▶ _EXERCISES TO COMPLETE_
(1) In the grant description, what is the stated purpose of using amplicon sequencing on cell types sorted from AD brains?
(2) Please update the grant description, starting at "in silico method" and ending at "involved in AD pathogenesis.", with "pathogenesis" replaced by "development".

▶ _SUPPLIED TEXT_
● ● ● ● ● ● ●

Role of clonal somatic mutations in microglia and Alzheimer’s disease

$9.03M USD

Funder NATIONAL INSTITUTE ON AGING
Recipient Organization Boston Children'S Hospital
Country United States
Start Date Sep 01, 2024
End Date May 31, 2029
Duration 1,733 days
Number of Grantees 1
Roles Principal Investigator
Data Source NIH (US)
Grant ID 10941053
Grant Description

Project Summary/Abstract Alzheimer’s disease (AD) and other neurodegenerative diseases are characterized by age-related onset and progressive neuronal loss. Neuroinflammation mediated by disease-associated microglia is increasingly implicated in AD pathogenesis. As the primary immune cells in the brain, abnormally reactive

microglia have been recently found to create a neuroinflammatory environment that results in neuronal death, yet the mechanisms by which age and genetic factors interact remain largely unknown. Somatic mutations accumulate in various cell types during the development and aging process of the human body. Clonal

expansion, driven by somatic mutations in genes regulating cell proliferation, is associated with an increased risk of cancer with age, but has only recently been linked to a growing list of non-cancer neurological diseases. Notably, somatic BRAF mutation in the microglial lineage has been implicated in histiocytosis-associated

neurodegenerative conditions. Our preliminary results from three AD cohorts and with three sequencing technologies consistently show an excess of clonal somatic mutations in AD brains, particularly in proliferation- related genes of microglia. This new study aims to examine if the accumulation of somatic mutation contributes to an age-related

increase in AD risk by driving clonal expansion of microglia, which subsequently induces neuroinflammation and neuronal loss in AD brains. The first Aim of the study is to identify somatic mutations by re-analysis of the existing bulk RNA-seq datasets from large AD cohorts, and compare the transcriptome-wide burden and

distribution of somatic mutation between different brain regions of AD patients and matched controls. In the second Aim of the study, molecule-barcoded ultra-deep panel sequencing will be applied to screen for somatic mutations more sensitively among genes that regulate cell cycle and proliferation in AD and control brains; we

will further use amplicon sequencing to quantify the mutant allele fraction across different cell types sorted from AD brains, to verify if these somatic mutations are specifically carried by microglia. The third Aim of the study will focus on the functional impact of proliferation-related somatic mutations in AD microglia, by using both an

in silico method based on AD single-nucleus RNA-seq data and an in vitro method based on a human stem- cell differentiated microglia model. Our proposed study will shed new light on the contribution of somatic mutation to increased AD risk, and highlight the clonal expansion of microglia driven by somatic mutations in

proliferation-related genes as a potential mechanism involved in AD pathogenesis.

● ● ● ● ● ● ●

▶ _EXTRACTED RECORDS_
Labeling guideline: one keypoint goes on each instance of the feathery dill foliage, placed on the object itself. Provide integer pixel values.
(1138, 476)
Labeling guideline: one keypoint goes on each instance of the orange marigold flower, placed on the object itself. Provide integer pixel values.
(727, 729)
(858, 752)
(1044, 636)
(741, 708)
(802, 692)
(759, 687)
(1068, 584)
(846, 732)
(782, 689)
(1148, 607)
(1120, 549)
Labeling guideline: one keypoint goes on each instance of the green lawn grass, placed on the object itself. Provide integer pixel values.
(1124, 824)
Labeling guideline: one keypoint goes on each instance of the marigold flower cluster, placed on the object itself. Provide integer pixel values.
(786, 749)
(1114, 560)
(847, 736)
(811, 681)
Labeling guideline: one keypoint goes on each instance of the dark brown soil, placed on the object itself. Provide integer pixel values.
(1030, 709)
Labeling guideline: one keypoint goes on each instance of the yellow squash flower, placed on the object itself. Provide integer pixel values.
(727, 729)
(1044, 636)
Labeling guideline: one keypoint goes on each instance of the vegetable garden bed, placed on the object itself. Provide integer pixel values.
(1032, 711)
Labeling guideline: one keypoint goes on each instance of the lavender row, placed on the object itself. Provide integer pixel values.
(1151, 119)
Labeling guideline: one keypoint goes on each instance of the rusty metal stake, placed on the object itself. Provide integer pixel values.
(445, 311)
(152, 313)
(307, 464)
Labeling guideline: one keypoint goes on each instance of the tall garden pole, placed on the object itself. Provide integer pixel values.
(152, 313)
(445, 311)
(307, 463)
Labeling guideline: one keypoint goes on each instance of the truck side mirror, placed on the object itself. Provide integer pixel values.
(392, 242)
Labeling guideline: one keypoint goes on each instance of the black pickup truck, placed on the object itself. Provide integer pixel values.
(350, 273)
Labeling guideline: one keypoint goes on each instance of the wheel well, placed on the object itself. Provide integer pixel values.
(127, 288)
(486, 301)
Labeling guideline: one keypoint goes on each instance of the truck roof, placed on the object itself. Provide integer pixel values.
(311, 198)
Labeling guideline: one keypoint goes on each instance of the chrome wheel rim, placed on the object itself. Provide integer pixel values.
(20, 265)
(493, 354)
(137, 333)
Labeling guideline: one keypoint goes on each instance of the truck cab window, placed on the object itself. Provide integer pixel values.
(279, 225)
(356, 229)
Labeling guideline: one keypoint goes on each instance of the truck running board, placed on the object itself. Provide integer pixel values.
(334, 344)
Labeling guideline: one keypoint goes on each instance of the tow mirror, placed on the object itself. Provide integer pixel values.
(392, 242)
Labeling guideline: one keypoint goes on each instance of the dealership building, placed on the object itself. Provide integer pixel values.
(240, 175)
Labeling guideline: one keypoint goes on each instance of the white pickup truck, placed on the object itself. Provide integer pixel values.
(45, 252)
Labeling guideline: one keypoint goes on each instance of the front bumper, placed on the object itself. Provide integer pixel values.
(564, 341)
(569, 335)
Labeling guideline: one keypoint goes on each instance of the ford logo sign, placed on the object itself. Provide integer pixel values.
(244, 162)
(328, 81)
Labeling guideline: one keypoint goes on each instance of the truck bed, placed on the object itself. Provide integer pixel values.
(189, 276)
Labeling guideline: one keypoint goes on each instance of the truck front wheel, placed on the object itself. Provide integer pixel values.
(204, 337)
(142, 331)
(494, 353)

● ● ● ● ● ● ●

▶ _OUTPUTS FOR THE TASKS_
(1) Amplicon sequencing quantifies the mutant allele fraction across the different cell types sorted from AD brains. This verifies whether the somatic mutations are carried specifically by microglia.

(2)
in silico method based on AD single-nucleus RNA-seq data and an in vitro method based on a human stem- cell differentiated microglia model. Our proposed study will shed new light on the contribution of somatic mutation to increased AD risk, and highlight the clonal expansion of microglia driven by somatic mutations in

proliferation-related genes as a potential mechanism involved in AD development.